──────── Selection ────────

Sunday, September 30, 2012

Homesick for the Blog World

Crazy urge to be a super involved blogger again. Probably just because I have a moment to breathe for once. I have this crazy urge to go comment on a bunch of blogs and find out all about people's lives behind the scenes as we share in the blog world. Won't happen since such is not my focus anymore but oh how I miss the super connection with the blog world so very much right now. So happy to be connected so closely to the few people who still blog regularly from those days and the few new ones who've somehow managed to instantly fallen into that world with ease.

Saturday, September 29, 2012

Chillaxin

Been an awesome day. Little cranky still but I'm coming off the bleeding so that's expected as my post PMS comes back. Field trip with Justinbustin's robotics team this morning to a senior center again. So proud of that man. So polite and takes on so much responsibility in between being a kid. Brought his friend and him to donuts afterward - a blueberry donut for me. Yum.

Folded laundry and managed the boys into cleaning up the areas they tornado through as well do their chores while waiting for Brando to come home from work.

Though the rain was forecasted to come down all day, nary a drop was in sight by mid afternoon so a few hours after Brando got home we took off with no end goal in mind. Shawner's friend called as we pulled out of the driveway so we swung by his house and brought him with us. Ended up driving a half hour detour for the pleasure of being out on a gray day to the nearest Chipotle, where the rain finally poured down while the boys ate inside and watched the gorgeous rain pour outside. By the time we left, the rain had stopped. Couldn't have had better timing if we tried.

Headed home where I finally folded more laundry. Can you tell I got over not being able to show Brando I love him via his love language ie acts of service? This was SUCH a major contention in our lives until I realized, then accepted, and finally understood along with him years ago, that this is truly his love language. Any who, he usually folds all the laundry these days so me folding *any* load is love, and I must have folded five today. Love you, honey ;) . Now we're chilling on the bed taking in the time to actually relax for once. Love.

Middle school band night

Justinbustin's band played at half time at the high school football game in the rain last night. So adorable watching him play his heart out on his trombone, but the crowds teeming with energy, the totally inappropriate music for middle schoolers or high schoolers, the noise of the occasionally soaked thus static filled speakers, the college-level stadium nicer than some colleges even in high school, and being wet and cold from the gorgeous snow-like falling rain drove me crazy. The boys?

Shawn: That was a fun experience!

──────── Given records ────────

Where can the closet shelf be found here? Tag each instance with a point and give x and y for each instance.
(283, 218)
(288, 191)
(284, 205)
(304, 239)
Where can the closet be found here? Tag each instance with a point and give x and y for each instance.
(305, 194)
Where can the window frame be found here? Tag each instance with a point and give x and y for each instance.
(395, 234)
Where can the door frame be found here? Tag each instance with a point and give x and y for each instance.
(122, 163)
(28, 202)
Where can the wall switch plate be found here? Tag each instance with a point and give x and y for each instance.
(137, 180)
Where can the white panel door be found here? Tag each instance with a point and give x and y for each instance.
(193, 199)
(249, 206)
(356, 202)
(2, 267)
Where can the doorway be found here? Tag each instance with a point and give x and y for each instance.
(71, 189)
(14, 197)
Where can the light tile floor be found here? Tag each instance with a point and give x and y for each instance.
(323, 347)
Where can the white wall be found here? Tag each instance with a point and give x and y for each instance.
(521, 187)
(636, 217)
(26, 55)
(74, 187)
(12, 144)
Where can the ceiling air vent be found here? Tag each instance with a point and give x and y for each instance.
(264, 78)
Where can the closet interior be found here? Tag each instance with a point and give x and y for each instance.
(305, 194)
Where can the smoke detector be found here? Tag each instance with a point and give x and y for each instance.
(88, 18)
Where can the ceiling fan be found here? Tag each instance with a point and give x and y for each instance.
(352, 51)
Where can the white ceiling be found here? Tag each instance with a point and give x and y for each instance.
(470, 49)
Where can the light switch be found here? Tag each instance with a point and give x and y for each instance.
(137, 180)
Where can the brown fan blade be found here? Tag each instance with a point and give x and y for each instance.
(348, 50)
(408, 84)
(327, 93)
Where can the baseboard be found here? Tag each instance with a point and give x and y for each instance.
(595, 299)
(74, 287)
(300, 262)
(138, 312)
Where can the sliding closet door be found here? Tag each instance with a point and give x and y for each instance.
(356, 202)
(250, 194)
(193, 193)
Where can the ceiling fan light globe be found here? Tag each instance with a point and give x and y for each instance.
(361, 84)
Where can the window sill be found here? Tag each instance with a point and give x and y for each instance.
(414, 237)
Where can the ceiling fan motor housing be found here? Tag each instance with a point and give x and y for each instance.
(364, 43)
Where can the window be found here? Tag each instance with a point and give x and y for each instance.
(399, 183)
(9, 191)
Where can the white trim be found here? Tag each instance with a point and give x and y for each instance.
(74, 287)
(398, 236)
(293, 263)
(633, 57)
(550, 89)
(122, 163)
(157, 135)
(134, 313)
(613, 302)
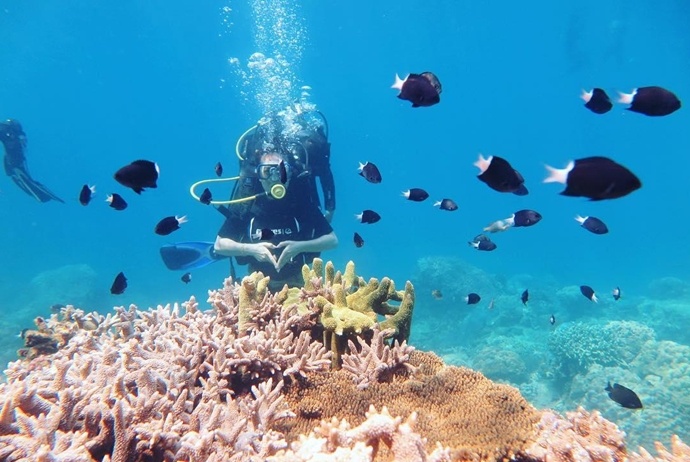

────────

## Set tasks
**A)** What instrument does Justinbustin play in the band, according to the blog?
**B)** Pick up the blog after its final line and carry it on.

## Exercise answers
**A)** The trombone.

**B)**
Me: So you liked the night?
Shawn: I loved it!

Me: What'd you think about tonight, Justinbustin?
Justinbustin: Awesome!

Brando: That was the best night I've had in awhile.

Go figure.

I loved seeing Justinbustin play, in the rain no less. Each middle school band student had a high school buddy. I had noticed Justinbustin talking to a sweet looking older student with a bun and glasses through out the night between songs. When he showed me a shirt his high school buddy made him, I asked him if she was his high school buddy. He said yes. I am so proud of his conversational skills talking to her throughout the evening. I loved seeing him enjoy being out in the rain and being around such a huge crowd of people. I love that he had a blast at something I would've found completely nerve-wracking, intimidating, and overwhelming, while the night didn't even phase him. I loved that his Dad walked through the rain to go pick him up from the band hall and had me wait in the car in a non-traffic filled area to get him home earlier.

I loved watching him sweetly play his trombone and keep his instrument working smoothly between songs I love that he unabashedly walked up to me and talked to me several times while I was the mom that hovered on the other side of the rail trying to catch a glimpse of my son. I love him. :)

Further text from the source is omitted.